BEGIN Extracted data

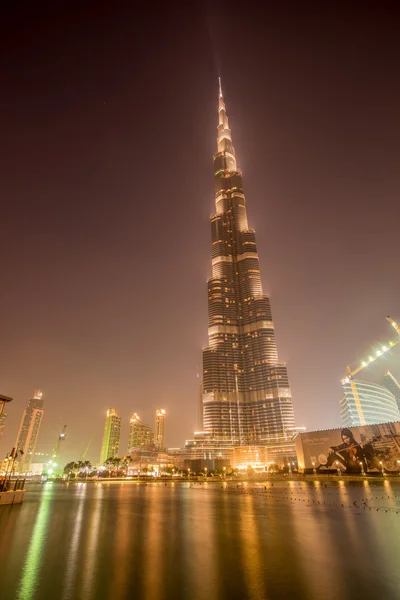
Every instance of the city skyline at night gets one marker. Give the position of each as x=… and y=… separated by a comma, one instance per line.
x=246, y=394
x=106, y=172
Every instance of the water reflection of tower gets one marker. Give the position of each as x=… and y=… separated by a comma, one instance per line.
x=29, y=429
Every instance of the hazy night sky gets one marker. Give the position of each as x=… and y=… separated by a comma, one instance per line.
x=108, y=120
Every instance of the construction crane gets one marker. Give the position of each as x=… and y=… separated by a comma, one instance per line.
x=394, y=325
x=61, y=437
x=350, y=372
x=84, y=453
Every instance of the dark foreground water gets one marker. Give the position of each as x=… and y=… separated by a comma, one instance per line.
x=156, y=542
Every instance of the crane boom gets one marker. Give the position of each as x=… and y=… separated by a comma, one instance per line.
x=61, y=437
x=84, y=453
x=351, y=372
x=394, y=325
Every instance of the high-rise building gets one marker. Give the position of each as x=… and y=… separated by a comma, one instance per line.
x=390, y=382
x=246, y=393
x=139, y=434
x=111, y=436
x=3, y=401
x=367, y=404
x=160, y=428
x=29, y=430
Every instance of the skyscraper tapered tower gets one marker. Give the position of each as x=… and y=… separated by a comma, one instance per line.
x=246, y=393
x=139, y=433
x=111, y=436
x=29, y=430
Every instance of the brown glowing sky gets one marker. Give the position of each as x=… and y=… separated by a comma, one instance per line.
x=108, y=126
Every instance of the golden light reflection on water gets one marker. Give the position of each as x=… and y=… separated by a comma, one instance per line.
x=92, y=543
x=198, y=520
x=314, y=540
x=30, y=570
x=251, y=549
x=293, y=540
x=121, y=558
x=72, y=558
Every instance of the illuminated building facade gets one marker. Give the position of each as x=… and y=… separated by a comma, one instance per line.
x=160, y=428
x=3, y=401
x=29, y=430
x=246, y=395
x=111, y=436
x=139, y=434
x=391, y=383
x=378, y=404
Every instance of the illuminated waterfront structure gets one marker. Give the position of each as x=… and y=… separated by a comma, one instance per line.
x=111, y=436
x=160, y=428
x=3, y=401
x=391, y=383
x=139, y=434
x=29, y=430
x=377, y=404
x=246, y=395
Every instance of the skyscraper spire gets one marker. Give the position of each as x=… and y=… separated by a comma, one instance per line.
x=224, y=139
x=246, y=394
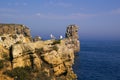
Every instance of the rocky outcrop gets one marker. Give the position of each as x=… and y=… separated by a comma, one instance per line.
x=14, y=33
x=14, y=29
x=73, y=38
x=51, y=59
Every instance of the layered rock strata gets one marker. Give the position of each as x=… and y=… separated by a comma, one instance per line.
x=53, y=59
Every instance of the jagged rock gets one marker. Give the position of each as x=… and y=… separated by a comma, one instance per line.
x=53, y=58
x=37, y=38
x=72, y=32
x=14, y=29
x=72, y=37
x=14, y=33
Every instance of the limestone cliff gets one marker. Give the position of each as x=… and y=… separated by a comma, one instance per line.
x=44, y=60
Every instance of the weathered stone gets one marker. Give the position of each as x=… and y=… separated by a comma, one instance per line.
x=53, y=58
x=14, y=29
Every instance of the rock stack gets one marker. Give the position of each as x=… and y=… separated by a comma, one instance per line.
x=49, y=59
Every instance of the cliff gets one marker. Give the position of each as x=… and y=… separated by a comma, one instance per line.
x=45, y=60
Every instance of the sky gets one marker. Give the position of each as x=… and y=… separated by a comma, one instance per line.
x=97, y=19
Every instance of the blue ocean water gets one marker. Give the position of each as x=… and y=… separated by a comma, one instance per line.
x=98, y=60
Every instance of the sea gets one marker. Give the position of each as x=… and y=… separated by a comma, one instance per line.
x=98, y=60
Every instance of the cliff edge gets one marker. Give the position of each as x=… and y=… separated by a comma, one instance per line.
x=23, y=59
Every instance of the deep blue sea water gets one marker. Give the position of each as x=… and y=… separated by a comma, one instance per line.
x=98, y=60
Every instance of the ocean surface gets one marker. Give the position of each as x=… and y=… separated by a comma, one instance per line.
x=98, y=60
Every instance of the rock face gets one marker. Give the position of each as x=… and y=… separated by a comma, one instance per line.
x=14, y=29
x=72, y=36
x=51, y=59
x=13, y=33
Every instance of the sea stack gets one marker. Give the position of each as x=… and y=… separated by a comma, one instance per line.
x=36, y=59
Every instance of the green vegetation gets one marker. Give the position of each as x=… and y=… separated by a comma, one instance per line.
x=5, y=56
x=18, y=42
x=55, y=48
x=1, y=64
x=56, y=42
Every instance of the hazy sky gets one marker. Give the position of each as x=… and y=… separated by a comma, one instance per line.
x=97, y=19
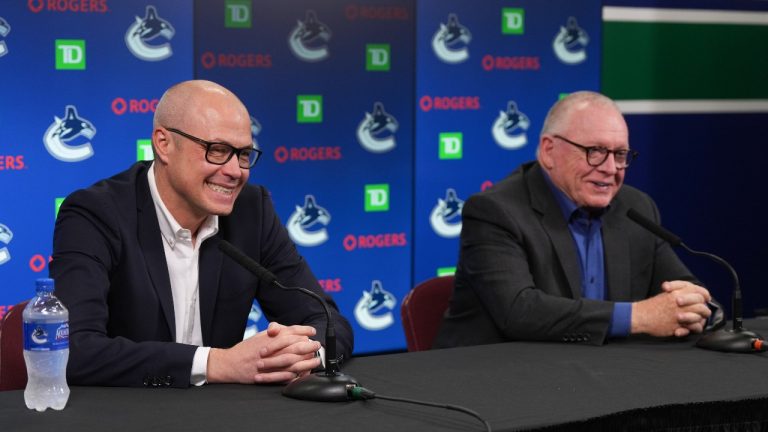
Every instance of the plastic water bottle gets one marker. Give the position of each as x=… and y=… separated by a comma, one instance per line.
x=46, y=349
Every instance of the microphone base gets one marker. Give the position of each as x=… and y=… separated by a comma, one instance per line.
x=320, y=387
x=741, y=341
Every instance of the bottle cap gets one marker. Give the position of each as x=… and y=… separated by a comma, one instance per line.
x=44, y=284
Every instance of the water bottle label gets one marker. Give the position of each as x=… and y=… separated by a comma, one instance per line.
x=46, y=336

END Extracted data

◆ **Task**: Pictures are to be dropped; every line of the records is to be returned unchanged.

◆ **Response for this exercise**:
Every instance of the city skyline at night gets one marker. Give the position of each as x=… and y=… separated by a comma, one instance per line.
x=246, y=394
x=106, y=172
Every instance of the water reflection of tower gets one marker. Give the position of each as x=… and y=… separated by a comma, one instance per line.
x=29, y=429
Every instance of the hazy night sky gets one marker. Give the position of each as x=… and y=… separated by a comma, one instance per line.
x=108, y=120
Every instance of the construction crane gets one marker. Give the position of each as x=… and y=… separated by a comma, one instance per line.
x=394, y=325
x=61, y=437
x=350, y=372
x=84, y=453
Every instance of the dark foreground water gets one marker. Give the position of each as x=… and y=… separated by a comma, one instance per line.
x=156, y=542
Every instance of the crane boom gets one marker. Give the position of each as x=… and y=… separated by a comma, one instance per line.
x=61, y=437
x=84, y=453
x=351, y=372
x=394, y=325
Every instance of the high-rise building gets one marker. Give the position of each as x=… and y=… separated by a comma, one instance per line.
x=390, y=382
x=246, y=393
x=139, y=434
x=111, y=436
x=3, y=401
x=367, y=404
x=160, y=428
x=29, y=430
Every instance of the skyscraper tapered tower gets one marker. Give the position of each as x=… and y=… separated by a comma, one instance per line.
x=246, y=393
x=139, y=433
x=111, y=436
x=29, y=430
Every instance of the brown glowing sky gets one marker. Give the position of each as x=… and y=… separated by a comma, one instance per line.
x=108, y=126
Every instance of the golden light reflection on water gets one marker. Give the position of each as x=… and y=… separated by a comma, one instance per line.
x=92, y=543
x=198, y=520
x=314, y=540
x=30, y=570
x=251, y=549
x=293, y=540
x=121, y=558
x=72, y=558
Every instance of the illuminated building facade gets one marker. Give the position of each as x=… and y=… separated by a comma, one instance per line.
x=160, y=428
x=3, y=401
x=29, y=430
x=246, y=395
x=111, y=436
x=139, y=434
x=391, y=383
x=378, y=404
Every instance of the illuminated waterfront structure gets one marker. Give the position of each as x=… and y=… separated by a comma, one instance per line.
x=111, y=436
x=160, y=428
x=3, y=401
x=391, y=383
x=139, y=434
x=29, y=430
x=377, y=404
x=246, y=395
Every instance of the skyscraper spire gets one marker. Give the position of each as x=… and y=… separated by a comma, one instance per line.
x=224, y=139
x=246, y=394
Every instance of the rocky outcrop gets one marker. Give the position of each as x=… and y=… separated by a comma, one instance per line.
x=14, y=33
x=14, y=29
x=73, y=38
x=51, y=59
Every instance of the layered rock strata gets one marker. Give the position of each as x=… and y=… separated by a comma, one instance per line.
x=53, y=59
Every instance of the jagged rock gets one marker. Give the position of each as x=… and y=… separated by a comma, one instance per line.
x=53, y=58
x=37, y=38
x=72, y=32
x=14, y=29
x=72, y=37
x=14, y=33
Every instance of the limestone cliff gets one marker. Give the position of each as x=… and y=… separated by a comma, one instance per line.
x=44, y=60
Every instance of the weathered stone gets one marker. Give the position of each as x=… and y=… separated by a comma, one instance per line.
x=53, y=58
x=14, y=29
Every instance of the rock stack gets one marker. Give the position of each as x=… and y=… separated by a comma, one instance per line.
x=49, y=59
Every instance of the cliff gets one marker. Give the position of each as x=… and y=… separated by a comma, one instance per line.
x=45, y=60
Every instance of the sky gets one marker. Give the position of each as x=… and y=… separated by a comma, one instance per line.
x=97, y=19
Every instance of the blue ocean water gets one marker. Give the position of each as x=… and y=… separated by a comma, one instance per line.
x=98, y=60
Every instance of the sea gets one marker. Give the position of each as x=… and y=… separated by a comma, one instance per line.
x=98, y=60
Every instance of the cliff edge gets one marker. Give the position of each as x=… and y=… separated by a comma, one instance per line.
x=23, y=59
Every instance of the deep blue sea water gets one marker. Give the position of each as x=… and y=… separated by a comma, one instance per line.
x=98, y=60
Every instance of the ocean surface gets one marker. Give the position of each as x=… and y=… separated by a comma, one instance per line.
x=98, y=60
Every instance of the rock face gets one marker. Give the position of each as x=… and y=… separated by a comma, one instance per line.
x=14, y=29
x=72, y=36
x=51, y=59
x=13, y=33
Every instance of the sea stack gets one marker. Give the position of each as x=… and y=… separated by a comma, one instance per line.
x=36, y=59
Every instance of the green vegetation gets one marker. Give the position of each as x=… and y=… separated by a comma, one instance per line.
x=5, y=56
x=18, y=42
x=55, y=48
x=1, y=64
x=56, y=42
Every instance of the hazy sky gets one marker. Give the position of each as x=… and y=… separated by a comma, one instance per line.
x=97, y=19
Every instance of the plastic water bottle gets one marker. Give the position of each as x=… and y=… separated by a comma, one instance per line.
x=46, y=349
Every instance of the microphone base gets one marker. Give the position of each as x=… and y=… separated by a comma, one instance per line.
x=320, y=387
x=741, y=341
Every instance of the bottle cap gets one marker. Give the position of each as x=… and y=… separated by a comma, one instance per line.
x=44, y=284
Every instance of the water bottle label gets one marker. Give the position of each as x=… and y=… separated by a comma, one instance per line.
x=46, y=336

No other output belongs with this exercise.